**EXERCISE**
Search the entries for the word "gourd". Copy each line in which it is found.

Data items
+++

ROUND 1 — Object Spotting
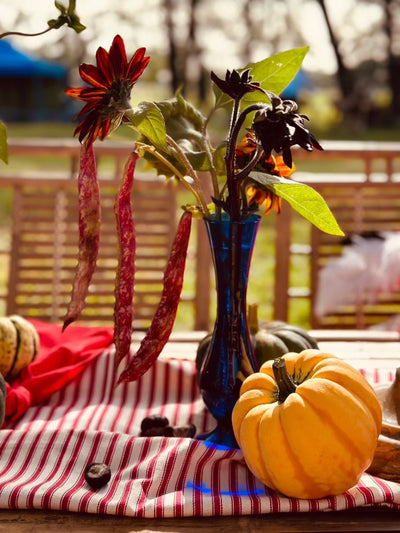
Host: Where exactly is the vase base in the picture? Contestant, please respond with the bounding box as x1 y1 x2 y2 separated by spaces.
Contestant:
197 424 239 449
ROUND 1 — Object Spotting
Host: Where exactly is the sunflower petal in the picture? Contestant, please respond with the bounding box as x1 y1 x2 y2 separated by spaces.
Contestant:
109 34 128 79
80 63 108 88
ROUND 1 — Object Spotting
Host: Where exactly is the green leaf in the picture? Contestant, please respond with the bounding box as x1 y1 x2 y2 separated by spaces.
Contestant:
212 47 308 110
244 47 309 105
156 94 206 140
212 143 227 175
0 122 8 164
185 150 212 171
212 84 232 110
249 171 291 187
54 1 67 14
130 102 168 152
66 0 77 15
274 183 343 236
249 171 344 236
68 15 86 33
48 1 86 32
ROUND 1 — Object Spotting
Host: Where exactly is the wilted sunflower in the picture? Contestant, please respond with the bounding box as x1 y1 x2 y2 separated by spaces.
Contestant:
253 95 323 168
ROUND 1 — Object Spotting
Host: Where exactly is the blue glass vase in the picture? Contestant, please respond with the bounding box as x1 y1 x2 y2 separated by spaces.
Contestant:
198 214 261 448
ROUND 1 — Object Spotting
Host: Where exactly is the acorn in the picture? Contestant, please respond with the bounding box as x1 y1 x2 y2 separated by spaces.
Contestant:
84 462 111 490
140 414 170 436
140 415 196 438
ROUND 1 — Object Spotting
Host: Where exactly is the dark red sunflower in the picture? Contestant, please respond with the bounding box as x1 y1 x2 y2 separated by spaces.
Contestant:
252 96 323 169
65 35 150 146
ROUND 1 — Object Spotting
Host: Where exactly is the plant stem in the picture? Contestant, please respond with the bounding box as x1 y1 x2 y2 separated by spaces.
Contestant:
247 303 259 335
202 105 222 218
230 222 242 369
0 27 53 39
202 137 221 219
235 144 263 183
272 358 297 403
166 135 210 217
225 98 241 220
225 102 266 220
137 143 208 216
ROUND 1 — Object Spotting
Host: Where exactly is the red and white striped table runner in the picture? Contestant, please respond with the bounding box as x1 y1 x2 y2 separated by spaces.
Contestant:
0 343 399 517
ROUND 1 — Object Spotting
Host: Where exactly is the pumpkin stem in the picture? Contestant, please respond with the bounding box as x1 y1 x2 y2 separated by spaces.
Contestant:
272 358 297 403
247 304 259 335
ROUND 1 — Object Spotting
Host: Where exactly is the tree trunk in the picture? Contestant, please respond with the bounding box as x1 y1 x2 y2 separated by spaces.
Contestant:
315 0 354 98
383 0 400 122
185 0 207 101
163 0 181 93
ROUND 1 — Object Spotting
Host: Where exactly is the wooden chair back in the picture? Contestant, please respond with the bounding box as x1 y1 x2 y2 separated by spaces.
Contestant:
310 182 400 329
274 181 400 329
6 177 181 329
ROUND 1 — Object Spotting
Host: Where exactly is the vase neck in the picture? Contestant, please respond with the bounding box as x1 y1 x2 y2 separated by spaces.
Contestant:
204 216 261 313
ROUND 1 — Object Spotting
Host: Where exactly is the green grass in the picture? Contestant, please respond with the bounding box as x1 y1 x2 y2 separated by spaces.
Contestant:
4 122 75 138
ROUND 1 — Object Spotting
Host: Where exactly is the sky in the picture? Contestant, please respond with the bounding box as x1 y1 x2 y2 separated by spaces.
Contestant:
1 0 384 76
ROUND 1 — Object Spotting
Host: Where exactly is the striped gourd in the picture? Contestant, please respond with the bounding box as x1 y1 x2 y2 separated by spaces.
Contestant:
0 316 40 380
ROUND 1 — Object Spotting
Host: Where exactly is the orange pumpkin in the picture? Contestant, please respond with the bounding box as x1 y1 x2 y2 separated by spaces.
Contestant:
232 349 382 499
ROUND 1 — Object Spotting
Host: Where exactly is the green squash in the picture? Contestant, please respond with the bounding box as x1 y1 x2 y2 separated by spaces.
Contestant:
247 304 319 366
195 305 319 381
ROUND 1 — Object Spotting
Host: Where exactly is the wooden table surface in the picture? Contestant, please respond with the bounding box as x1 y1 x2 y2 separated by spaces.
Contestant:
0 507 399 532
1 331 399 532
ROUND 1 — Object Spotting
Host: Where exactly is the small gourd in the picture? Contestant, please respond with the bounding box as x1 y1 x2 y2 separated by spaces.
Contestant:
232 349 382 499
0 315 40 380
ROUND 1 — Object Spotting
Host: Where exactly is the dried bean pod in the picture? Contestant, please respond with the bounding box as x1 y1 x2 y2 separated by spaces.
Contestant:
63 144 100 330
113 153 138 370
117 211 192 383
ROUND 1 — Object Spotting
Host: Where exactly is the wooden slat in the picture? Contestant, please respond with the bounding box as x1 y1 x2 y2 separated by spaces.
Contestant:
310 182 400 329
0 141 213 330
274 178 400 330
6 178 182 328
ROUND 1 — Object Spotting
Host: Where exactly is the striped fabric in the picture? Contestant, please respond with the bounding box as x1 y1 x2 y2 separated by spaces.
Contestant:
0 345 399 517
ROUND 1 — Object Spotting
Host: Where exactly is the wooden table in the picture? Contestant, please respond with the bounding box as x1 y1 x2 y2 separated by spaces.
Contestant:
0 506 399 532
0 331 399 532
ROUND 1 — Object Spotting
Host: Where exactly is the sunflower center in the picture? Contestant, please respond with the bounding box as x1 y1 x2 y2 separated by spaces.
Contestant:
102 80 133 114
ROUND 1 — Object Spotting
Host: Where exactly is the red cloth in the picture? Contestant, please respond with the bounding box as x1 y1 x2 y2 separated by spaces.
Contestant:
4 319 114 425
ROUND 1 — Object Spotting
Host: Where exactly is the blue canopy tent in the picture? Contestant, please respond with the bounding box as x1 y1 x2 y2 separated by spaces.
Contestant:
0 40 70 121
281 69 314 100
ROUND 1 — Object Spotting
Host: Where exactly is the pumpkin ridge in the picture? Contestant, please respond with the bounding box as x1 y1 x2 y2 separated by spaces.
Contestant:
310 364 382 433
298 380 377 474
241 404 276 489
273 401 322 499
292 353 338 385
278 390 361 497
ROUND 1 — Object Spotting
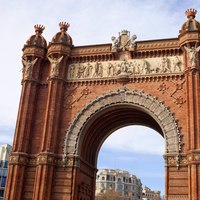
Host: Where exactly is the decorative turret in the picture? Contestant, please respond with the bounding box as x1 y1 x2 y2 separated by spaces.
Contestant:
22 24 47 58
48 22 73 57
179 8 200 46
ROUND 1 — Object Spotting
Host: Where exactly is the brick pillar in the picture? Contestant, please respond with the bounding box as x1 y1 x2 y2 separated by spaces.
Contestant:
4 57 45 200
185 45 200 200
32 54 69 200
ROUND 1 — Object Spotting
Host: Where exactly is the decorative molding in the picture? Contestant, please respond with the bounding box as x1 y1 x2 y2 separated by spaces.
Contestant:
63 88 183 166
67 56 184 81
157 80 186 107
71 46 111 55
136 40 179 50
64 86 92 110
164 154 187 167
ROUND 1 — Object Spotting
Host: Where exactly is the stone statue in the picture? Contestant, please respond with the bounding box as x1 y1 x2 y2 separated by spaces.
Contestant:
111 36 119 49
48 56 63 76
130 34 137 48
22 57 38 79
184 46 200 68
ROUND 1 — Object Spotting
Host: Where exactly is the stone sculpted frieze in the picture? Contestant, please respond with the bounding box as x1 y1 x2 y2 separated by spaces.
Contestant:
67 56 183 80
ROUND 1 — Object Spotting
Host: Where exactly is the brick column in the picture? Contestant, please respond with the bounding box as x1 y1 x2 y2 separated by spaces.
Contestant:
32 58 67 200
185 47 200 200
5 56 45 200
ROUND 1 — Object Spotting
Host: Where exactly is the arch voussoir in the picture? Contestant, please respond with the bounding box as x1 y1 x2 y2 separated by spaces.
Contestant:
63 88 182 165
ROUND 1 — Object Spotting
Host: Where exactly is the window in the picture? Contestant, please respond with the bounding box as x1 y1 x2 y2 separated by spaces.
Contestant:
1 177 6 187
0 189 4 197
102 176 105 180
106 175 110 181
117 184 123 190
4 161 8 168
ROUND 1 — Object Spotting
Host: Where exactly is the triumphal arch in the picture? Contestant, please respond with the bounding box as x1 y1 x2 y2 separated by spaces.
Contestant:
5 8 200 200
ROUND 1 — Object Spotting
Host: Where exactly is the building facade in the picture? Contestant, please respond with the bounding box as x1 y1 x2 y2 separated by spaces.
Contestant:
0 145 12 200
4 8 200 200
142 186 161 200
96 169 142 200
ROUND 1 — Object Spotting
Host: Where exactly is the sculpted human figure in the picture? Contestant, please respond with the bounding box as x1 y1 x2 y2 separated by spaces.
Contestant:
85 63 93 78
48 56 63 76
142 59 151 74
107 63 114 76
173 56 182 72
69 64 75 79
22 57 38 79
93 62 103 77
130 34 137 48
184 46 200 68
160 57 171 73
77 64 86 78
111 36 119 49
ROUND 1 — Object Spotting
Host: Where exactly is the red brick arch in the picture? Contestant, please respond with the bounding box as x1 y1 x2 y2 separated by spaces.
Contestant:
63 88 182 166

+++

**ANSWER SPACE**
Host: Where exactly is the striped gourd in the picture? Contestant, please respond with the bounding box as x1 y1 x2 y2 separated by spaces.
Host: Where exactly is the small gourd in the picture? Contestant, please respond with the bounding box as x1 y1 x2 y2 separated by spaces.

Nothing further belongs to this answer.